Document excerpt:

○ ○ ○ ○ ○

Out of the Spotlight

Mike Lachance enjoys retirement on his own terms

Hall of Fame driver Mike Lachance has an interesting way of summarizing his time on earth, which is now being spent in blissful retirement.

After a 50-minute conversation in which he reflected on all things past and present, Lachance surmised that, “I always say, if I ever fell out of an airplane, I would land in someone’s backyard and they would have a trampoline there that would break my fall. That’s the kind of luck I’ve had in my life.”

Like Father, Like Sons: In retirement, Mike Lachance now helps his son, trainer-driver Pat Lachance (right), condition horses in New Jersey. Lachance’s other son, Martin, trains horses in Toronto, and Lachance owns horses with both sons. Photo: Mark Hall

Lachance spoke while reclining on a chair in a small office that he and son Pat share at Magical Acres Training Center in Chesterfield, N.J. Father and son had just come in from a morning of training 2-year-olds under cloudy central New Jersey skies, and Mike absent-mindedly played with the zipper of his red-and-black training outfit as he spoke.

He said he has gained 10 pounds since retirement, but looks lean and in superior shape as he still runs on the treadmill at least three times a week and carries his 160 lbs. well. The 66-year-old is a picture of contentment; a man at ease away from the spotlight.

○ ○ ○ ○ ○

Material provided:
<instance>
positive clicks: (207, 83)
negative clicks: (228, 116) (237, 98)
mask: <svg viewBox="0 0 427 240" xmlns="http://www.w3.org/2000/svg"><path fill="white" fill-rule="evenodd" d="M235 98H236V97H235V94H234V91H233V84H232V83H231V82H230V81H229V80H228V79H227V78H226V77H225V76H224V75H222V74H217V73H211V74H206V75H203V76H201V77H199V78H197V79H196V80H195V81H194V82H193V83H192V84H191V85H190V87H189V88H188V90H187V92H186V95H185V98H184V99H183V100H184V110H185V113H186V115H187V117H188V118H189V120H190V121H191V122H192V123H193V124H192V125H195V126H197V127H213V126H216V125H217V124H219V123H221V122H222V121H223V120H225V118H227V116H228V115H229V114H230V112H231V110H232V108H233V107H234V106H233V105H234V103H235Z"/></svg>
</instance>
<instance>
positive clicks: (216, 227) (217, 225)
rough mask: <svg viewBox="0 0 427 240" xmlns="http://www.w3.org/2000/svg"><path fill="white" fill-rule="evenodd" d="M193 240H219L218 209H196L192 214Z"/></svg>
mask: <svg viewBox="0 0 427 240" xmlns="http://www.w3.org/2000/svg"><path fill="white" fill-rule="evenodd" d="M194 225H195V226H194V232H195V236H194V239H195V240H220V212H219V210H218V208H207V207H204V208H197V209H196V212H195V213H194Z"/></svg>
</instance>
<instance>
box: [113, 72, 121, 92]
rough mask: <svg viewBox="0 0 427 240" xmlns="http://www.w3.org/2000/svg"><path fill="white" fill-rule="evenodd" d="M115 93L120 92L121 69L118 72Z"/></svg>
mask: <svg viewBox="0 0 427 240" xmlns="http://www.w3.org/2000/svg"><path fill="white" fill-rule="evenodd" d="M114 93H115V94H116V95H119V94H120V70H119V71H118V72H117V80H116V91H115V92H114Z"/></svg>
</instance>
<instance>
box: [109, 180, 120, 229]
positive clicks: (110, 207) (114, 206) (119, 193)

○ ○ ○ ○ ○

Problems to solve:
**1.** Write out the passage of the Mike Lachance profile verbatim, starting at "Lachance spoke while" and ending at "as he spoke.".
**2.** How many lines in the records contain the string "rough"? Reply with only the number.

List of answers:
**1.**
Lachance spoke while reclining on a chair in a small office that he and son Pat share at Magical Acres Training Center in Chesterfield, N.J. Father and son had just come in from a morning of training 2-year-olds under cloudy central New Jersey skies, and Mike absent-mindedly played with the zipper of his red-and-black training outfit as he spoke.

**2.** 2